→ **Your goal**
Go through the data below and count every line that has the word "face". Return only the count.

[Records shown Boundary: Start]

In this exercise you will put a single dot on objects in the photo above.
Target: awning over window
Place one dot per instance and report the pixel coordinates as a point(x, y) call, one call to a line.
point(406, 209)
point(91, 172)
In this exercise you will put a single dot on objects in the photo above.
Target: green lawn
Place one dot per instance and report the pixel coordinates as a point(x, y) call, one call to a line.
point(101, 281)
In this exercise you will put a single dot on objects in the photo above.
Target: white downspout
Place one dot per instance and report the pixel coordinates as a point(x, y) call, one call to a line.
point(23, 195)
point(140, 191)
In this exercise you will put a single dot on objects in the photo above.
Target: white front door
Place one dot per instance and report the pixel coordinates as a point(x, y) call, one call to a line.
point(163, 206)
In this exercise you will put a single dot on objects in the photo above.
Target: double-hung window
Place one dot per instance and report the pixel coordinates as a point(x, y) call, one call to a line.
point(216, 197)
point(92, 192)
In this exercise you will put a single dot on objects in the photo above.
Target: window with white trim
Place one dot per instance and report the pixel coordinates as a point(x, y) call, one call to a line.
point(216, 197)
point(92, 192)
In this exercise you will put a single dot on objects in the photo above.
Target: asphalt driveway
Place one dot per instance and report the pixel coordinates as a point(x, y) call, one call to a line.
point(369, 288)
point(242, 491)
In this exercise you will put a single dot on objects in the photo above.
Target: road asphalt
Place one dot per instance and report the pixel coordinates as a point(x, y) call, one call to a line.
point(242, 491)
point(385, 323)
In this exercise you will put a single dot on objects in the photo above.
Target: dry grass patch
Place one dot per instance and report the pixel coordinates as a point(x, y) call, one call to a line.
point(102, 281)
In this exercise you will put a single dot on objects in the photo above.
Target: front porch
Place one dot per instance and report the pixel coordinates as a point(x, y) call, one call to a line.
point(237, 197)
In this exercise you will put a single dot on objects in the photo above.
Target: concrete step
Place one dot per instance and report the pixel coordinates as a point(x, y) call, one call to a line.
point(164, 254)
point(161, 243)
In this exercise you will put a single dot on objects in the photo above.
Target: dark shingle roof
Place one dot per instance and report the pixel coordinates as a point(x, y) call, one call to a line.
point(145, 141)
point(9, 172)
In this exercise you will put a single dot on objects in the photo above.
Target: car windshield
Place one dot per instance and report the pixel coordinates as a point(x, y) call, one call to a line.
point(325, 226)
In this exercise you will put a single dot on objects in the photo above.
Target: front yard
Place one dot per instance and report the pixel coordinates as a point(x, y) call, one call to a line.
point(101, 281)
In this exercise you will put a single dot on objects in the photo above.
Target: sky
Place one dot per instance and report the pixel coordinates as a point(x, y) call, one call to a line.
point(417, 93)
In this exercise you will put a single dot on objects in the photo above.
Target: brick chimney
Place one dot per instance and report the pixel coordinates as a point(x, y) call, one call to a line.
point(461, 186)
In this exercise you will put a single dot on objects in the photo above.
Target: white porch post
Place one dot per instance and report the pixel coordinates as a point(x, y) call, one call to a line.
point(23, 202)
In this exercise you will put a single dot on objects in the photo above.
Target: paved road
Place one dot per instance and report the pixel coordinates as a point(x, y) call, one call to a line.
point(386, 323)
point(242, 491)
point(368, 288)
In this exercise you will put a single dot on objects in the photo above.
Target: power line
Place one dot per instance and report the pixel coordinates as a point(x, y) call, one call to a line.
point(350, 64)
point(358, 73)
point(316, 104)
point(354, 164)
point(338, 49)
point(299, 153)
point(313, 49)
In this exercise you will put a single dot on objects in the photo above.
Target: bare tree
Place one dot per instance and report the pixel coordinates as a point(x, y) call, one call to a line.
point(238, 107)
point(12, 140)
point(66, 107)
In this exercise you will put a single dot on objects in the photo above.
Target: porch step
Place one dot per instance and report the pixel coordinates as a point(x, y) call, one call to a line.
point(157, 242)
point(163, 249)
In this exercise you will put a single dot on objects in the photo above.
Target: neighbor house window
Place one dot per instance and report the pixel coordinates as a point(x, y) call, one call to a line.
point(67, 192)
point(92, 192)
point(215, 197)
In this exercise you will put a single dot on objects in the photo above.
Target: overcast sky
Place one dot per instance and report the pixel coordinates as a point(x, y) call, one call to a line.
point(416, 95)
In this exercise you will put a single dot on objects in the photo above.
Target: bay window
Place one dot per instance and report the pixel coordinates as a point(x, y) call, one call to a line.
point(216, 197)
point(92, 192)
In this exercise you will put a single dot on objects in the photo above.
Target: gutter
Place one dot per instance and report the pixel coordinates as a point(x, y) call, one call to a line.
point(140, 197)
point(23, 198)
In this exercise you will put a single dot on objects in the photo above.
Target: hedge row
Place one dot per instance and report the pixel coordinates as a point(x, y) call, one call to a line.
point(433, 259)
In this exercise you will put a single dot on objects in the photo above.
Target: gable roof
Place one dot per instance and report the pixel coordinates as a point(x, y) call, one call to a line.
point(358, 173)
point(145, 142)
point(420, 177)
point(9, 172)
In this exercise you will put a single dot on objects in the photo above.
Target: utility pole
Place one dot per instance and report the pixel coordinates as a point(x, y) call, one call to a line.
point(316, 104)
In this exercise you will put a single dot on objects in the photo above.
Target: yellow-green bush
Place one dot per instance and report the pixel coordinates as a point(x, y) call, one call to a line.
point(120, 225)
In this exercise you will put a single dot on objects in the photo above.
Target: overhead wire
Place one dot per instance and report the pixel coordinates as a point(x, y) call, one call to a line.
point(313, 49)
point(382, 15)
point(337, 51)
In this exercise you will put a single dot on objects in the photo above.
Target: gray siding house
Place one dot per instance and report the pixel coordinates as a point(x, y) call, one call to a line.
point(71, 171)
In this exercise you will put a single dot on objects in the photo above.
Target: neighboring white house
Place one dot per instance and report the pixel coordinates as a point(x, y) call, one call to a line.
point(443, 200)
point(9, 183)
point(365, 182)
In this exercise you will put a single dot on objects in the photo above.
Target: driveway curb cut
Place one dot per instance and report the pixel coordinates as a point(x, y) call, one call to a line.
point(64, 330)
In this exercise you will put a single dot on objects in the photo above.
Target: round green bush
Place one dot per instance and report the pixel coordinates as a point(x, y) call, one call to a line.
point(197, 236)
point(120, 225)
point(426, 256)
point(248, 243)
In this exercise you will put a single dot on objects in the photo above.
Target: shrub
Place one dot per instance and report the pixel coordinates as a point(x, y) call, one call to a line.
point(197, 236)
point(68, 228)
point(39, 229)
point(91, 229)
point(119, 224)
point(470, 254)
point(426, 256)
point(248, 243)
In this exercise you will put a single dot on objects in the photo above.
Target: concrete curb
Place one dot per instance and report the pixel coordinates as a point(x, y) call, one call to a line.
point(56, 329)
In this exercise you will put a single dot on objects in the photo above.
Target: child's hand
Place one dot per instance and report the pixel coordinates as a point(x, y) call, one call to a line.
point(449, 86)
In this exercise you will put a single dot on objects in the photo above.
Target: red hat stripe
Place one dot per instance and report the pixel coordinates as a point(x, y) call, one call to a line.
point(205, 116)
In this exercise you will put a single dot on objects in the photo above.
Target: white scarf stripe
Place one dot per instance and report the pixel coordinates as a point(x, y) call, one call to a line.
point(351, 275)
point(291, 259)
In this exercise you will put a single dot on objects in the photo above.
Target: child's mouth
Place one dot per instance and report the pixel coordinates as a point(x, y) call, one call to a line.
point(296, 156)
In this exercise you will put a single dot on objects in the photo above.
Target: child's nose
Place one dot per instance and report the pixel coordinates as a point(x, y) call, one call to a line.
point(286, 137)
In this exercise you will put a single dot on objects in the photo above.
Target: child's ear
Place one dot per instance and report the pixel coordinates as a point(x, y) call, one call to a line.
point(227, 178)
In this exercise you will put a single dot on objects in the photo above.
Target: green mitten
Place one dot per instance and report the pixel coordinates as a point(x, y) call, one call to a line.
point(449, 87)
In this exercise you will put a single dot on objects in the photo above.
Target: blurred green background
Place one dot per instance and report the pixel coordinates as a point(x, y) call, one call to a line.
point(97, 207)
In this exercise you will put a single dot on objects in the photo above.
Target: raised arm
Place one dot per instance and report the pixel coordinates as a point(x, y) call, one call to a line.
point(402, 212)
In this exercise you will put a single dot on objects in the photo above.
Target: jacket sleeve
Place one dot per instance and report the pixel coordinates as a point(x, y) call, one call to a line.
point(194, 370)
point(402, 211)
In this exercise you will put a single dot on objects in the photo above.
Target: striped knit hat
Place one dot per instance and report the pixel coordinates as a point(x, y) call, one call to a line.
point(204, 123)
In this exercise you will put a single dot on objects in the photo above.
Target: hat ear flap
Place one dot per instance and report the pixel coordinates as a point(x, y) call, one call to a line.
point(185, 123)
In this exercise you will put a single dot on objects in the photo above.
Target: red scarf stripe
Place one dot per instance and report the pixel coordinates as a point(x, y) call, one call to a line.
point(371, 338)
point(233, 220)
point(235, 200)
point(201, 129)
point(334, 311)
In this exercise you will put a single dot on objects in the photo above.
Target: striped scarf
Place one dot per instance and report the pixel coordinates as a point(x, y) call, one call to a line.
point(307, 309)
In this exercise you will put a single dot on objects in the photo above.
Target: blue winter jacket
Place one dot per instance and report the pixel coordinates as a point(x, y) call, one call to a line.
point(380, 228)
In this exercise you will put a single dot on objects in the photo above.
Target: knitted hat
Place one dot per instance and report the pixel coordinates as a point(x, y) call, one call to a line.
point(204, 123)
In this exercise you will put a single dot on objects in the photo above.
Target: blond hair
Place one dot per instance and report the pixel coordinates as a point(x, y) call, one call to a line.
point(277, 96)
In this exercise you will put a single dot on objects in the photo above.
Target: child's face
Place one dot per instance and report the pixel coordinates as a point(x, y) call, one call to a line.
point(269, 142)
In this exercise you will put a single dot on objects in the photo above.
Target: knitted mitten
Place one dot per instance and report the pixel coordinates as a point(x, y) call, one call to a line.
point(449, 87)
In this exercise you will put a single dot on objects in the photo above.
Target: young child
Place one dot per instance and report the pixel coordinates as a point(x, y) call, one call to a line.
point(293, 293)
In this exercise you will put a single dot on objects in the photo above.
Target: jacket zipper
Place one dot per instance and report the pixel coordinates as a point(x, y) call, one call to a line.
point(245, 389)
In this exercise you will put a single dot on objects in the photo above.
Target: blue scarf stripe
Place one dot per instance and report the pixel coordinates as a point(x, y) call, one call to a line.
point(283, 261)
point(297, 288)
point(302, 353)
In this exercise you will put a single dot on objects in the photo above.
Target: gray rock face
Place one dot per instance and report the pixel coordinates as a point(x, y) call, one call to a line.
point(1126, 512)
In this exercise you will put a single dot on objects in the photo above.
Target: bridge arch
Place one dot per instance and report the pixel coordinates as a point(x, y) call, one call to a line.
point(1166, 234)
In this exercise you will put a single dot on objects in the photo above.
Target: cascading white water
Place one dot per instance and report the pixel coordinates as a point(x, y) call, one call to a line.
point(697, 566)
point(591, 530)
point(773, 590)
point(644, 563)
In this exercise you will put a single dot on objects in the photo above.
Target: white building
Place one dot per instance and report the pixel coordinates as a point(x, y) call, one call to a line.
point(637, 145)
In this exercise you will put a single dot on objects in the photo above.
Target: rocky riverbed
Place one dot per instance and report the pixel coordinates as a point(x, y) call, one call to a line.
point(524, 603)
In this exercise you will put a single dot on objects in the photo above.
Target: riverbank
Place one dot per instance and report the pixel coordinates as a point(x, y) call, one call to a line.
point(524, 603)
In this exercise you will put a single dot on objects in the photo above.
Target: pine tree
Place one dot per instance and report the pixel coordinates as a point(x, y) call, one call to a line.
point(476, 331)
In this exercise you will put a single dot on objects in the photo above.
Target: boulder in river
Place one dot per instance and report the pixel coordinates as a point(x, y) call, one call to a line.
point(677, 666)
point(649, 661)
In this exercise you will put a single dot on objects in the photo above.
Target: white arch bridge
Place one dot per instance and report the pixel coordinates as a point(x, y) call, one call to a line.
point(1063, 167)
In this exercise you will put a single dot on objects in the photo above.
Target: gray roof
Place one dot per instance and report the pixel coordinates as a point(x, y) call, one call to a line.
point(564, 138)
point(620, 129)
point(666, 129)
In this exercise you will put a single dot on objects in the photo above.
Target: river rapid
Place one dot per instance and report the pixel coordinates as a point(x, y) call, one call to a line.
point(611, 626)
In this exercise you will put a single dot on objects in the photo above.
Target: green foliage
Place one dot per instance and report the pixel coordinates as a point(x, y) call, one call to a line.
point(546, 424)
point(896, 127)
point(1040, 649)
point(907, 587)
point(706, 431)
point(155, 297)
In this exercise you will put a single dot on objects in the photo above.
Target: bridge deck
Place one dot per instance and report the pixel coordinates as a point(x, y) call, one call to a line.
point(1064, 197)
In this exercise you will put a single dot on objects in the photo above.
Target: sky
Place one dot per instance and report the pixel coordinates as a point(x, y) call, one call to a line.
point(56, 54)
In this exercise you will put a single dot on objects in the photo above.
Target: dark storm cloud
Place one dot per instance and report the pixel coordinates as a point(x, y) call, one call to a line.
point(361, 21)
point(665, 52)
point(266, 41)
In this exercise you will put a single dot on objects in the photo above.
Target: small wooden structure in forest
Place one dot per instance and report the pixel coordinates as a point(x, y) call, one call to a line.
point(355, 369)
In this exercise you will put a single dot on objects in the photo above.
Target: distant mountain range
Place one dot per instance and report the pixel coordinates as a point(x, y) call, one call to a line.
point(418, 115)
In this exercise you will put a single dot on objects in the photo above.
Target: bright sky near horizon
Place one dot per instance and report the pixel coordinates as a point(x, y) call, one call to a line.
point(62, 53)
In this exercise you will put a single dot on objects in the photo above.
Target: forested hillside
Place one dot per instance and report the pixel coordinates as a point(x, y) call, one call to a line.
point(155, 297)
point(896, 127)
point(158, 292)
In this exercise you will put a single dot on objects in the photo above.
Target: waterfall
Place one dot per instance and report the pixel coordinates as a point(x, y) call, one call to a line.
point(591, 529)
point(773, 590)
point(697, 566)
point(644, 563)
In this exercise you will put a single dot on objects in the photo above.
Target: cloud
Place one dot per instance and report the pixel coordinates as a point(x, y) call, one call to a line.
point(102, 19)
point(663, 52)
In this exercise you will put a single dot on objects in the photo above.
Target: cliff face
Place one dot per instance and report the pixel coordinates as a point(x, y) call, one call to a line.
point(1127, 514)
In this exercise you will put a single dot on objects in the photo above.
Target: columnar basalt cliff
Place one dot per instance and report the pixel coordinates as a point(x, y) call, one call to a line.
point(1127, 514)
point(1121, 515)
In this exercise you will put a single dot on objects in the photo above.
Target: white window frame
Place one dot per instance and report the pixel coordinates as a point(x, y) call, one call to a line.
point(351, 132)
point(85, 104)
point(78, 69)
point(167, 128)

[Records shown Boundary: End]

→ **Solution to this task**
3